----- RECORDS SUPPLIED
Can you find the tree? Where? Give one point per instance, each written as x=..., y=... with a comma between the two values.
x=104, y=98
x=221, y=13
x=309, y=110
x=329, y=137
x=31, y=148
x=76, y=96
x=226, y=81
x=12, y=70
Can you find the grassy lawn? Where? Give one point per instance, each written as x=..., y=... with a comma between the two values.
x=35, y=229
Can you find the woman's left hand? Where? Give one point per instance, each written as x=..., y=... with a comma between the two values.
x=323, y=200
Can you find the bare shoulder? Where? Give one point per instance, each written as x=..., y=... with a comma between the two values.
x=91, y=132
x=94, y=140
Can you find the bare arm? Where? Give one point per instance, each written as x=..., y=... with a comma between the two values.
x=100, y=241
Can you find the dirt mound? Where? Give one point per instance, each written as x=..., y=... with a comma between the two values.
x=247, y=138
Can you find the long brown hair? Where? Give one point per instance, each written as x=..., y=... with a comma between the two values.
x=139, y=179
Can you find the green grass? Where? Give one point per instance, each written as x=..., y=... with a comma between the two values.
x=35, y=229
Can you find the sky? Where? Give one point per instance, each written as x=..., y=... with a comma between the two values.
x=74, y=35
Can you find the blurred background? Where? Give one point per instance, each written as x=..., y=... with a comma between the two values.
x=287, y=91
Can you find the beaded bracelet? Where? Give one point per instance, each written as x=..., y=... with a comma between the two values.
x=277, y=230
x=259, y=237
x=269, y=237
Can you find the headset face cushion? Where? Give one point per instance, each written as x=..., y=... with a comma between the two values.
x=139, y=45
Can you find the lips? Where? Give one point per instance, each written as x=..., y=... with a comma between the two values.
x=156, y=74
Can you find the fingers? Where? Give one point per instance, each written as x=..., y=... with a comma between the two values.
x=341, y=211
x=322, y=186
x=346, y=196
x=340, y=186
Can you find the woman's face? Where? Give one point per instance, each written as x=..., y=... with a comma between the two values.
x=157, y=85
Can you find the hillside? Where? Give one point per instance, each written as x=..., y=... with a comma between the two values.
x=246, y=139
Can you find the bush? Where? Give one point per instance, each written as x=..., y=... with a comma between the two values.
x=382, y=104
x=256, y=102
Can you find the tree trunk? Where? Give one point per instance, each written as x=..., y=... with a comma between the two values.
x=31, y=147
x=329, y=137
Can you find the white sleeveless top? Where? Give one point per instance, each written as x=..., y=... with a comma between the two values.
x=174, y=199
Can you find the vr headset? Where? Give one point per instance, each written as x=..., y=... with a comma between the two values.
----------
■ **PROBLEM TO SOLVE**
What you should produce is an exact copy of the records above.

■ **SOLUTION FOR THIS TASK**
Can you find the tree? Where? Give one point per instance, each written as x=..., y=... with a comma between the two values.
x=104, y=98
x=221, y=13
x=309, y=110
x=329, y=137
x=31, y=148
x=76, y=96
x=226, y=81
x=12, y=70
Can you find the grassy lawn? Where? Give one point per instance, each written as x=..., y=... with a comma between the two values.
x=35, y=229
Can you find the woman's left hand? Where? Give one point per instance, each written as x=..., y=... with a comma between the two values.
x=323, y=200
Can you find the bare shoulder? Where? Give one point per instance, each written as x=..., y=... with a comma between the two values.
x=91, y=132
x=94, y=140
Can you find the bare arm? Where? Give one point per instance, each written as x=..., y=... with a comma between the two values.
x=100, y=241
Can you find the dirt mound? Where? Give one point per instance, each written as x=..., y=... with a comma between the two values.
x=247, y=138
Can you find the long brown hair? Where? Give one point per instance, each written as x=..., y=... with a comma between the two values.
x=139, y=179
Can you find the green grass? Where? Give one point per instance, each written as x=..., y=... with a comma between the two values.
x=35, y=229
Can you find the sky? Where? Give one point per instance, each written as x=..., y=... with a comma between the two values.
x=74, y=35
Can you find the blurred background? Where? Give one point per instance, each written as x=..., y=... with a comma between the two values.
x=287, y=91
Can you find the beaded bracelet? Where? Give one point per instance, each written as x=..., y=... with a comma between the two values.
x=277, y=230
x=259, y=237
x=269, y=237
Can you find the headset face cushion? Where? Give one point per instance, each written as x=..., y=... with a comma between the two values.
x=139, y=45
Can you find the lips? Where? Give one point per instance, each written as x=..., y=... with a comma between the two values.
x=156, y=74
Can you find the fingers? Where? Give one point per instance, each written as x=..., y=... with a comma between the two values.
x=341, y=211
x=322, y=186
x=346, y=196
x=340, y=186
Can you find the woman's face? Where? Give one point per instance, each written as x=..., y=... with a comma between the two values.
x=157, y=85
Can you find the hillside? Where? Give one point per instance, each written as x=..., y=... with a comma between the two values.
x=246, y=139
Can you find the bush? Where? Give one point per instance, each written as x=..., y=... with a comma between the two values.
x=382, y=104
x=256, y=102
Can you find the tree trunk? Where? Give one point per instance, each written as x=..., y=... with a comma between the two values.
x=31, y=147
x=329, y=137
Can you find the white sleeveless top? Where? Give one point per instance, each written as x=..., y=... with a comma between the two values.
x=174, y=199
Can you find the vr headset? Where? Give one point per instance, each written as x=..., y=... with a comma between the two values.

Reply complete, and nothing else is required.